UPPER TRIBUNAL JUDGE SMITH
DEPUTY UPPER TRIBUNAL JUDGE CHAPMAN


Between

SECRETARY OF STATE FOR THE HOME DEPARTMENT
Appellant
and

NICHOLAS NEEQUAYE
Respondent


Representation:
For the Appellant: Mr D Clarke, Senior Home Office Presenting Officer
For the Respondent: Mr A Pipe, counsel, instructed by Worldwide solicitors


Heard at Field House on 9 January 2023

___________________________

DECISION AND REASONS
___________________________
BACKGROUND
1. This is an appeal by the Secretary of State for the Home Department. For ease of reference we refer to the parties as they were in the First-tier Tribunal. The Respondent appeals against the decision of First tier Tribunal Judge Andrew heard on 9 July 2021 via CVP in Birmingham and promulgated on 15 July 2021, allowing the Appellant’s appeal against the Respondent’s decision of 21 January 2021, refusing his human rights claim on the basis of a deportation order made on 21 January 2019.

◆ **LIST OF TASKS**:
A – Collect every line of the rows below that contains the string "query".
B – Supply what comes next in the tribunal decision above, starting after its final sentence.
The tribunal decision above and the rows below come from unrelated sources.

◆ **ROWS**:
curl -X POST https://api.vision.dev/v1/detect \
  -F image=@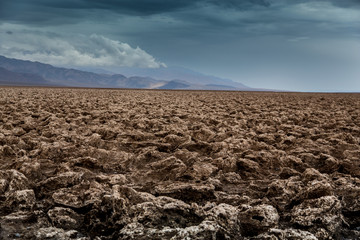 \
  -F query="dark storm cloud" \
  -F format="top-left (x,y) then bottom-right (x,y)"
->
top-left (0, 0), bottom-right (270, 25)
top-left (0, 0), bottom-right (360, 90)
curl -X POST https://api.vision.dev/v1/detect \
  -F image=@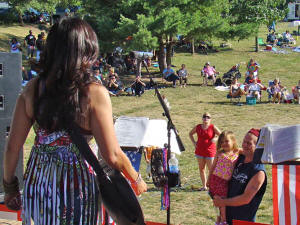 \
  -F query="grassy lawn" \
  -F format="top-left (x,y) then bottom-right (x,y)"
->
top-left (0, 23), bottom-right (300, 225)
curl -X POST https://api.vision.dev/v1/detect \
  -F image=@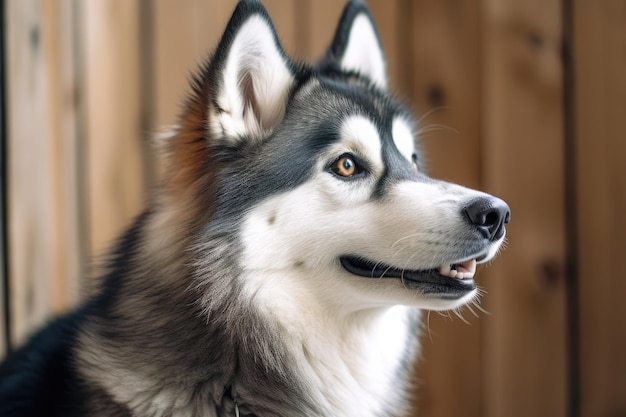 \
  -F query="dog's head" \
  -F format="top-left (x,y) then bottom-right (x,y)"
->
top-left (160, 0), bottom-right (509, 309)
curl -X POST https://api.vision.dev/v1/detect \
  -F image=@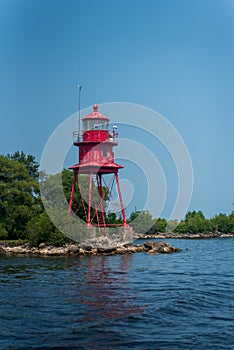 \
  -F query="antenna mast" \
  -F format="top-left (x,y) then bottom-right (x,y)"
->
top-left (77, 85), bottom-right (82, 141)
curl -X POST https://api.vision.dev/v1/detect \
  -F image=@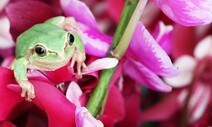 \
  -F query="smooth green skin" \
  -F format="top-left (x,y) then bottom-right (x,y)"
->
top-left (12, 16), bottom-right (85, 100)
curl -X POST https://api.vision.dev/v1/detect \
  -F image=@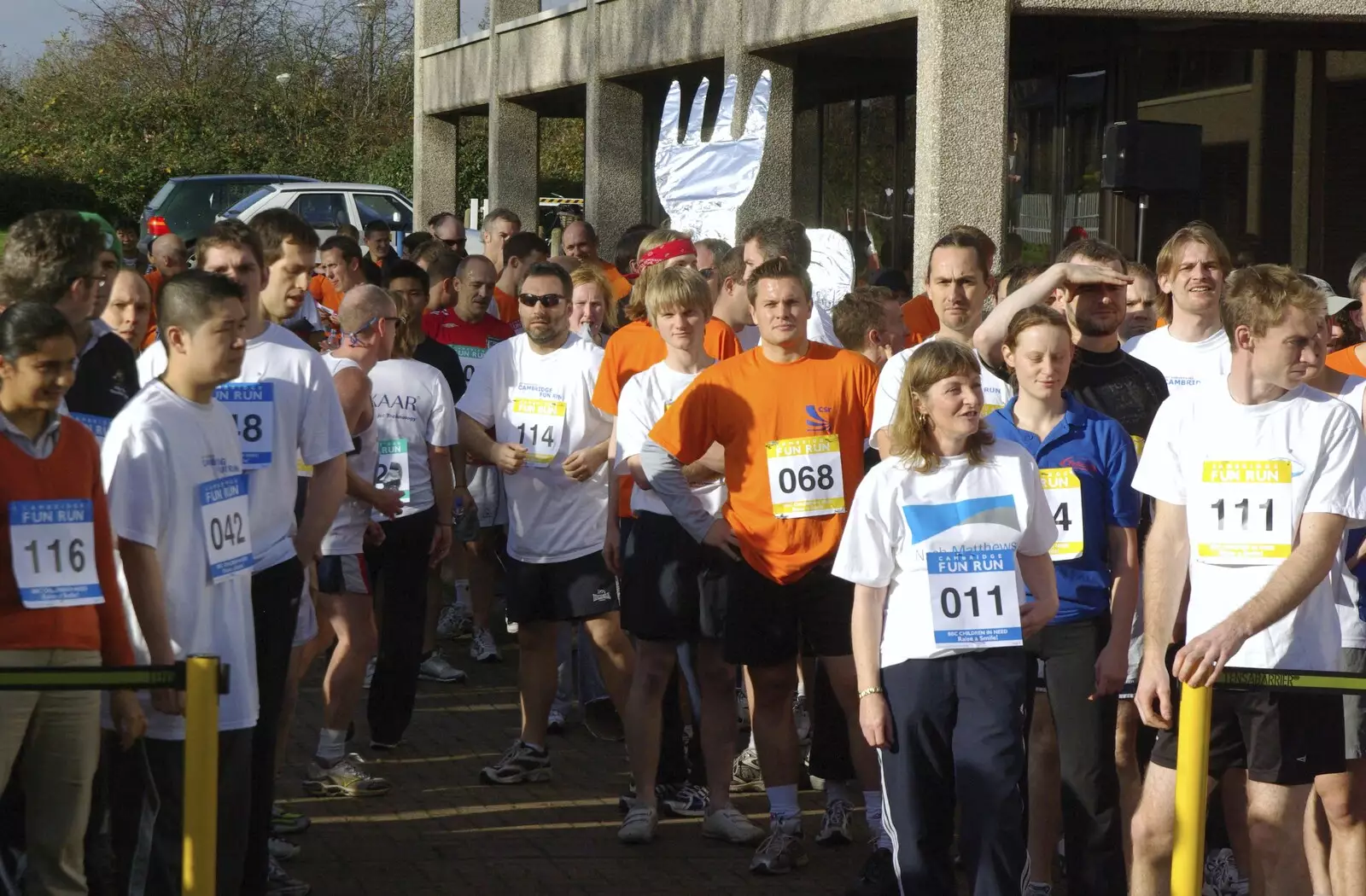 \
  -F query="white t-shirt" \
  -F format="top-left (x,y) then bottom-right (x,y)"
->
top-left (1334, 375), bottom-right (1366, 650)
top-left (371, 358), bottom-right (460, 513)
top-left (323, 355), bottom-right (380, 557)
top-left (459, 334), bottom-right (612, 562)
top-left (1134, 378), bottom-right (1366, 671)
top-left (100, 382), bottom-right (257, 741)
top-left (616, 361), bottom-right (726, 516)
top-left (833, 439), bottom-right (1057, 666)
top-left (138, 323), bottom-right (351, 573)
top-left (873, 336), bottom-right (1015, 436)
top-left (1123, 327), bottom-right (1234, 395)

◆ **ANSWERS TO EACH TASK**:
A –
  -F query="dark storm cloud" \
  -F query="grassy lawn" \
  -F query="dog's head" \
  -F query="antenna mast" \
  -F query="smooth green skin" \
  -F query="white t-shirt" \

B –
2. The Appellant is a national of Ghana, born on 1 May 1981. He entered the United Kingdom in either 1985 or 1987 and has remained ever since, receiving all his education in this country. He was granted ILR on 22 April 1995 and the Windrush Team at the Home Office endorsed a No Time Limit stamp in his passport on 15 December 2020.
3. The Appellant received a series of non-custodial sentences in 2000, 2004, 2005, 2006, 2007 and 2008 and in 2009 he received a sentence of imprisonment for 3 years and 9 months for suppling a controlled drug and further non-custodial sentences in 2015, 2017 and 2019.
4. The Appellant has been in a relationship with his partner, a British citizen of Jamaican heritage, since 2015 and they have two children, born on 10 May 2017 and 13 March 2020, who are both British citizens. The Appellant’s relationships with his partner and children are accepted by the Respondent as being genuine and subsisting but her position was that it would not be unduly harsh for the Appellant’s partner and/or children to live in Ghana or remain in the United Kingdom without the Appellant.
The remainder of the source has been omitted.